> Exercise goal: In the excerpt on Paule Constant's fiction, in what period is her novel Ouregano set?

-- start Extracted text --

In lieu of an abstract, here is a brief excerpt of the content:

  • Existential Angst and Role-Playing Revisited in Paule Constant’s Fiction
  • Jennifer Willging

Paule Constant's first novel, Ouregano (1980), is set in the early 1950s, at the height of existentialism's colonization of French consciousness and just a few years before the demise of the French colonial empire. In the fictional African outpost of its title, the novel brings together a cast of white characters that includes the Administrator, the Judge, the Doctor, the Teacher, and their Wives. What unifies the members of this rancorous group is that they all struggle, and fail, to find the decor, the props, and the audience necessary for the successful performance of the roles they have adopted in life. Whether unable or unwilling to find a better alternative, they all tenaciously adhere to these roles, and they persist in doing so despite the pain and destruction this adherence sows in their lives as well as in the lives of those who are dependent upon them.

-- end Extracted text --
-- start Material supplied --

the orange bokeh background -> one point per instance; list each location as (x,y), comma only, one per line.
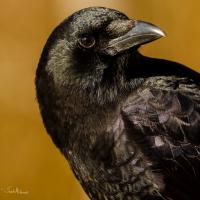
(29,160)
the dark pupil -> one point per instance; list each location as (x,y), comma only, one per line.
(87,42)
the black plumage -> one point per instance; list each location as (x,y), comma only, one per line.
(129,125)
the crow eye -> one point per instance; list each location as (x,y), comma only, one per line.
(87,42)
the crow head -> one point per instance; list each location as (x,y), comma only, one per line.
(91,50)
(88,61)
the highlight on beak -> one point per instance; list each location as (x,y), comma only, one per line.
(141,33)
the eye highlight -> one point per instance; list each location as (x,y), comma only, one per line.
(87,42)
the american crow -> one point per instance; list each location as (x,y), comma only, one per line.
(129,125)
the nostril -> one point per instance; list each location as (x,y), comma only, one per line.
(119,27)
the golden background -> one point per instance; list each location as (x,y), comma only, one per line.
(29,160)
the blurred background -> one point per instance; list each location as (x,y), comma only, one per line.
(30,163)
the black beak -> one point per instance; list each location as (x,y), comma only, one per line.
(140,33)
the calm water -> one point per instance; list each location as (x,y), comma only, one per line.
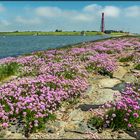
(17,45)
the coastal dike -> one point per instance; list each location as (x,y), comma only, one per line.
(62,93)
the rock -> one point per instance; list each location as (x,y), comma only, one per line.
(108,83)
(13,128)
(120,87)
(120,72)
(10,135)
(129,77)
(78,128)
(71,135)
(59,124)
(76,115)
(104,95)
(51,129)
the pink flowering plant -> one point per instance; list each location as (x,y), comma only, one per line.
(123,113)
(47,78)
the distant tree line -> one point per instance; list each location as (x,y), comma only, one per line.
(114,31)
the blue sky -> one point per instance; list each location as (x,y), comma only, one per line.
(48,16)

-- end Material supplied --

> Result of this task: The early 1950s.